* Start Data entries *

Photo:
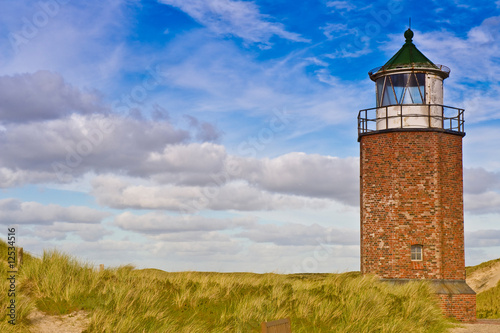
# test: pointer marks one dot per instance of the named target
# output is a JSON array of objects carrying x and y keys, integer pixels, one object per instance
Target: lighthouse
[{"x": 411, "y": 181}]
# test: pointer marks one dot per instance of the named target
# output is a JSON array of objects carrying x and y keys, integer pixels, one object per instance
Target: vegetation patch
[{"x": 124, "y": 299}]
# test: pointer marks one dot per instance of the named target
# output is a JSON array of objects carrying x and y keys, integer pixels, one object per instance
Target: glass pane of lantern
[
  {"x": 420, "y": 77},
  {"x": 380, "y": 89},
  {"x": 389, "y": 98},
  {"x": 412, "y": 93},
  {"x": 399, "y": 83}
]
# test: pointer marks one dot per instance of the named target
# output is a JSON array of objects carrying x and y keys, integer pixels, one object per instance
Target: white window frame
[{"x": 417, "y": 252}]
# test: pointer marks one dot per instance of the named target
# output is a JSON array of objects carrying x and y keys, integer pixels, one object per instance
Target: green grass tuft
[{"x": 124, "y": 299}]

* End Data entries *

# [Given instruction]
Reproduce all of the material above word for word, leaving out the pictures.

# [Solution to this problem]
Photo:
# test: pointer marks one dot per instance of the named target
# output is a JSON array of objects carrying x and y keys, integer pixels, one object per instance
Target: lighthouse
[{"x": 411, "y": 181}]
# test: pointer marks one dot per instance of the named target
# output is a JSON array of objects carrying x and y keys, integer pixels, one object per instance
Target: vegetation patch
[{"x": 124, "y": 299}]
# test: pointer marks one dot per instance of the named target
# output is a JSON array of objects carrying x and y keys, integer pixels, one object per instance
Target: glass pane of lantern
[
  {"x": 420, "y": 77},
  {"x": 380, "y": 89},
  {"x": 389, "y": 98},
  {"x": 412, "y": 93},
  {"x": 399, "y": 83}
]
# test: pointer marks one dot per instance of the named target
# output is a JSON array of objects carrying x and y keys, integer pixels, one object per instance
Target: white window frame
[{"x": 417, "y": 252}]
# test: pointer marks one dot per instance of the named target
# output is a JSON array of objects carrying x and y keys, integer pixels, one object per instance
Target: green grass tuft
[{"x": 124, "y": 299}]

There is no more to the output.